-- Begin --

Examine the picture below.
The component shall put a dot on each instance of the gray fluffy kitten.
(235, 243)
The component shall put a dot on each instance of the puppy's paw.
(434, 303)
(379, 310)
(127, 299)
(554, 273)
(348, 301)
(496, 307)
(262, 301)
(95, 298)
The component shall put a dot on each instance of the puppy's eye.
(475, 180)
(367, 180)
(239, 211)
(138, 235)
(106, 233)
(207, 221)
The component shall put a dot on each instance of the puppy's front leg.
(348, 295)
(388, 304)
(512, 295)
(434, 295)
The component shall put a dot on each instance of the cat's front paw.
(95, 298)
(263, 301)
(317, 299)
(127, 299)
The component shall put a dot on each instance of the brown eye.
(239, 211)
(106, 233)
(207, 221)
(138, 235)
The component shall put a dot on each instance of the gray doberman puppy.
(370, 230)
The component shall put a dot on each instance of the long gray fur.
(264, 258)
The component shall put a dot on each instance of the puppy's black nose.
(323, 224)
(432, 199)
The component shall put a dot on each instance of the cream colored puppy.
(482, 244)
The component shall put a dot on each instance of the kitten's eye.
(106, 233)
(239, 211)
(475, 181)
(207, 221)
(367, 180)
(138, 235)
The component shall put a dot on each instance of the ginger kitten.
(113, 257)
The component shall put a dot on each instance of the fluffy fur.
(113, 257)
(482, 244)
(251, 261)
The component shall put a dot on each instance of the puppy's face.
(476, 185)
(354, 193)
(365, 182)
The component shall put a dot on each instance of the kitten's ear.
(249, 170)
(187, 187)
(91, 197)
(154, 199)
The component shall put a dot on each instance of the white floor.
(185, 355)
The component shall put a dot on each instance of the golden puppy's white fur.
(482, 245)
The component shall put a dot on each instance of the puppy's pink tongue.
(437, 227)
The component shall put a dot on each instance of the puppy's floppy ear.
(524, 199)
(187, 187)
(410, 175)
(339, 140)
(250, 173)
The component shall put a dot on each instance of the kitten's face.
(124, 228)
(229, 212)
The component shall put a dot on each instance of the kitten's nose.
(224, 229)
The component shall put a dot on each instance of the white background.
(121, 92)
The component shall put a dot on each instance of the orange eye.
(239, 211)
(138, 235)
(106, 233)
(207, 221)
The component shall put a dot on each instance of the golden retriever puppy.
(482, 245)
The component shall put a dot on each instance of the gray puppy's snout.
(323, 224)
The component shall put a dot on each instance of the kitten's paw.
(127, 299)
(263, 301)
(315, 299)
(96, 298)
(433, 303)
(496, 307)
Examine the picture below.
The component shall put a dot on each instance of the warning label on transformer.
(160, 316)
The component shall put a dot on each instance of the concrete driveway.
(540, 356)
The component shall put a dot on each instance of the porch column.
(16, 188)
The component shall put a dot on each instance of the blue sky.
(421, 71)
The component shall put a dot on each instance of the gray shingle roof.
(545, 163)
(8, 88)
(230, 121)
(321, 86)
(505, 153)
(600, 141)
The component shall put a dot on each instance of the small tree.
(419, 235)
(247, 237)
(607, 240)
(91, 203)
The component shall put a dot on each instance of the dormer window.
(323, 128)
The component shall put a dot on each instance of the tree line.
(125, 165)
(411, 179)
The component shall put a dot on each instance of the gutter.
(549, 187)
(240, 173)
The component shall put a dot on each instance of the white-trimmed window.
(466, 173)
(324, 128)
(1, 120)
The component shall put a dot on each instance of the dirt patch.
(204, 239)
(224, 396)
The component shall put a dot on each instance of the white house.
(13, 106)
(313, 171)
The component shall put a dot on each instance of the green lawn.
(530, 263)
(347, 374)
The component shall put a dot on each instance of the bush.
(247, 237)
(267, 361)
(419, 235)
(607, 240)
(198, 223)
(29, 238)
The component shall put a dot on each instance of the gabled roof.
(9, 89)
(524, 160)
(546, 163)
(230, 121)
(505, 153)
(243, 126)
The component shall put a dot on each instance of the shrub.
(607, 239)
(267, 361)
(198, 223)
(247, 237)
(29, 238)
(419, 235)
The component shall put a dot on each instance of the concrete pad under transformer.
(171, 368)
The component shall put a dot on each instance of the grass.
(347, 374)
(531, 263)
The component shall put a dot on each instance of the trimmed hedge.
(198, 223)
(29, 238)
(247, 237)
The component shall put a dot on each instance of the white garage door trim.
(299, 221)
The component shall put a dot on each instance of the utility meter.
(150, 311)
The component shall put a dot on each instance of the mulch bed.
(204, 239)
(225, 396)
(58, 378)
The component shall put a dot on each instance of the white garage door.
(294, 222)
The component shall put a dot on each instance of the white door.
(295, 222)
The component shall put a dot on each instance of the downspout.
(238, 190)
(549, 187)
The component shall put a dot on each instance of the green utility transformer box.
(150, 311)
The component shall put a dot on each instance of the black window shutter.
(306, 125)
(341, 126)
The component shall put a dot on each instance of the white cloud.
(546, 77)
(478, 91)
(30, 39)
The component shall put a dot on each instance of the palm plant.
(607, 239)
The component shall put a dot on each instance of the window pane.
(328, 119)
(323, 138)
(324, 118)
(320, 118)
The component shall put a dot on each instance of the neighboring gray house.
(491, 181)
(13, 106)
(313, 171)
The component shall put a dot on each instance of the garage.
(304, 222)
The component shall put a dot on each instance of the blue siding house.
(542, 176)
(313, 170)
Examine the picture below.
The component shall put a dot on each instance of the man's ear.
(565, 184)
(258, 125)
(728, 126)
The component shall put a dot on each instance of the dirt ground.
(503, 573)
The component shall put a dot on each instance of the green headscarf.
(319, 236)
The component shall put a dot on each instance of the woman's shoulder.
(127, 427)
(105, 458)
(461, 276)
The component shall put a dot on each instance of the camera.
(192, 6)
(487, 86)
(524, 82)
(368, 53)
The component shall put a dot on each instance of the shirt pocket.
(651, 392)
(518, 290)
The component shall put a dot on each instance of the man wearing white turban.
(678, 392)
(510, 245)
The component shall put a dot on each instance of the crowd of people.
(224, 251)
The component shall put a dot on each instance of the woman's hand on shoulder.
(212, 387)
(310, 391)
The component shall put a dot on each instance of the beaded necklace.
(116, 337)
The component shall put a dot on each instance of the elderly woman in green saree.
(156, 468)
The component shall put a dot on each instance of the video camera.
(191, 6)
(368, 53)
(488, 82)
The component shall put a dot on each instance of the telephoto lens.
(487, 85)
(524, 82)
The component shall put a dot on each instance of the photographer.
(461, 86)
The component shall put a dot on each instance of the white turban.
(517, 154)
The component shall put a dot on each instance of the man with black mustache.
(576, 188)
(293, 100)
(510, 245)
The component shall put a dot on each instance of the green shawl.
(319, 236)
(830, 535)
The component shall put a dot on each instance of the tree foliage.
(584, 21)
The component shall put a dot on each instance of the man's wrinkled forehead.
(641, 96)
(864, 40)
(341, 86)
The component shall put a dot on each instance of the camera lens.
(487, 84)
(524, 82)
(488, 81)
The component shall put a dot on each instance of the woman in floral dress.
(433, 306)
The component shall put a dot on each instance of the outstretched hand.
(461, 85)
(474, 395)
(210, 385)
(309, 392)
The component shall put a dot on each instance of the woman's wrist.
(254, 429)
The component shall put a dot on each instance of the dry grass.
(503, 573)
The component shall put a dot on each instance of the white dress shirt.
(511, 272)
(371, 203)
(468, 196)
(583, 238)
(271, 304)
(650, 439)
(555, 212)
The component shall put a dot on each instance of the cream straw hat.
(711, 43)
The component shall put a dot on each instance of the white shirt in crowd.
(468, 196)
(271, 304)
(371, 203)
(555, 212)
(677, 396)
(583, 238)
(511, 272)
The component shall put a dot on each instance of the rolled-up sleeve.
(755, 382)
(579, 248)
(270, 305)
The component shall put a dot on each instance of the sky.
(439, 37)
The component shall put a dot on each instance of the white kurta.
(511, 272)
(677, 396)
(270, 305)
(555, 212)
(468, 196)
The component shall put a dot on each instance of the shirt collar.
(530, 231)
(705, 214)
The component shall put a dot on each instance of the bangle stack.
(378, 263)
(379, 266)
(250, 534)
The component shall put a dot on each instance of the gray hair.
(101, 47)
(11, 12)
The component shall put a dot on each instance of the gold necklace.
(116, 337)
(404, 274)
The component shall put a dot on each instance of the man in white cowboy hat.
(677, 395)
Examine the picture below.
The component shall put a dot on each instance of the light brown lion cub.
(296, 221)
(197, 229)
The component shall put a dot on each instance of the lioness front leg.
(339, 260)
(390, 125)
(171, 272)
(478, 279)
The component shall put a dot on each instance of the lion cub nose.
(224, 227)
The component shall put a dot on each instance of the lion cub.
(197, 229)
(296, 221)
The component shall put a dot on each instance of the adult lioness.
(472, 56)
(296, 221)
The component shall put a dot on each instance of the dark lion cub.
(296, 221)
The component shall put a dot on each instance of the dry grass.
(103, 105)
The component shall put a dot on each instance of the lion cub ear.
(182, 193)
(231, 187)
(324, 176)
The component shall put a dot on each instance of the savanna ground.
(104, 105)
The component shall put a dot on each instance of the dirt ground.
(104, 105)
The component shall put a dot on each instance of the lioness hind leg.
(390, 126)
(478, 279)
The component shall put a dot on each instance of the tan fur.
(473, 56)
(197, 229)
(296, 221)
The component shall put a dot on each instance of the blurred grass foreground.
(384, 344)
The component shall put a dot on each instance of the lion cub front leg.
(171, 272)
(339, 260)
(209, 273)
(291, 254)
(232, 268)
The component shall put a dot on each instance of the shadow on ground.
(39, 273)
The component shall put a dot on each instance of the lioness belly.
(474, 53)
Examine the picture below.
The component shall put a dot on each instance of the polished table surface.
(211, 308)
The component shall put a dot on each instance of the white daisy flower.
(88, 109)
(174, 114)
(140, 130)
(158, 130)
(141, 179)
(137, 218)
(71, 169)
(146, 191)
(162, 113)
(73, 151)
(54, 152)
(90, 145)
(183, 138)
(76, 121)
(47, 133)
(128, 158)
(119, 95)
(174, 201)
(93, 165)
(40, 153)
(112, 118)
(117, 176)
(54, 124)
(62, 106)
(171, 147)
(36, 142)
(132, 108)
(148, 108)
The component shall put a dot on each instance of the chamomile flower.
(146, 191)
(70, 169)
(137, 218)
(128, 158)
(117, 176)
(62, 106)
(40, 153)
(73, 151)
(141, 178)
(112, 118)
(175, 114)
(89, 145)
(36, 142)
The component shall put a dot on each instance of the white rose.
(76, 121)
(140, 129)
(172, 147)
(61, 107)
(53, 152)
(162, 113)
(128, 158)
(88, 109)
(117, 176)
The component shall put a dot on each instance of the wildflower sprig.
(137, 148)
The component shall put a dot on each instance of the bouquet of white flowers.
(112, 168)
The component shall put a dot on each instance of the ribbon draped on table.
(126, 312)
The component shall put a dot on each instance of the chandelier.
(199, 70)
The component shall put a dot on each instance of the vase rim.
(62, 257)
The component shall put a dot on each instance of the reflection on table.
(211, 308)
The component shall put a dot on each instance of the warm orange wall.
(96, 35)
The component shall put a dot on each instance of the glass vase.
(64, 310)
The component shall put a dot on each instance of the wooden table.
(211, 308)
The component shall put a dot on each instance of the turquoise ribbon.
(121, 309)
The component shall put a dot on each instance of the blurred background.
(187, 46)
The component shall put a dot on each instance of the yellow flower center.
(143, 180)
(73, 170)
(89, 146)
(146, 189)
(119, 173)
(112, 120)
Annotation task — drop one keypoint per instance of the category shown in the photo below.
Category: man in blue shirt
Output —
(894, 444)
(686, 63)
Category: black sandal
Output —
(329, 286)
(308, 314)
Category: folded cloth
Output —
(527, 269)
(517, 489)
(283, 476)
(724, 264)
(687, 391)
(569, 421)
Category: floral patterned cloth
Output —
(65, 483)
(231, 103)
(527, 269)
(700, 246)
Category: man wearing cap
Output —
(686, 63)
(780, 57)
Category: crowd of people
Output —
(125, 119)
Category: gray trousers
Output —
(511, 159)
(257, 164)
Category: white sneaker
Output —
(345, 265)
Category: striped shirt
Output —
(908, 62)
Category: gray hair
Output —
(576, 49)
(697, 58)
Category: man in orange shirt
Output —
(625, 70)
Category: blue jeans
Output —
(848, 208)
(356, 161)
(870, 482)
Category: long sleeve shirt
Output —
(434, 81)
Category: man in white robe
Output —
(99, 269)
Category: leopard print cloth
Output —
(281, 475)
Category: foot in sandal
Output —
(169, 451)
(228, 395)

-- End --

# [Exercise objective]
Reproduce exactly the line that holds "the blurred background.", then every line after it, ending with the final line of the records above.

# [The result]
The component shall put a dot on each instance of the blurred background.
(187, 46)
The component shall put a dot on each instance of the yellow flower center.
(143, 180)
(73, 170)
(89, 146)
(146, 189)
(119, 173)
(112, 120)
Annotation task — drop one keypoint per instance of the category shown in the photo below.
Category: man in blue shirt
Output —
(894, 444)
(686, 63)
Category: black sandal
Output —
(329, 286)
(308, 314)
Category: folded cloth
Output —
(527, 269)
(517, 489)
(283, 476)
(724, 264)
(687, 391)
(569, 421)
Category: floral patterned cloth
Output —
(65, 483)
(231, 103)
(527, 269)
(700, 246)
Category: man wearing cap
Output —
(686, 63)
(780, 57)
Category: crowd of people
Output —
(125, 119)
Category: gray trousers
Output —
(511, 159)
(257, 164)
Category: white sneaker
Output —
(345, 265)
Category: striped shirt
Output —
(908, 62)
Category: gray hair
Output —
(576, 49)
(697, 58)
Category: man in orange shirt
Output —
(625, 70)
Category: blue jeans
Output —
(848, 208)
(356, 161)
(870, 482)
Category: long sleeve shirt
Output —
(434, 81)
Category: man in white robe
Output —
(99, 269)
Category: leopard print cloth
Output —
(281, 475)
Category: foot in sandal
Output —
(169, 451)
(228, 395)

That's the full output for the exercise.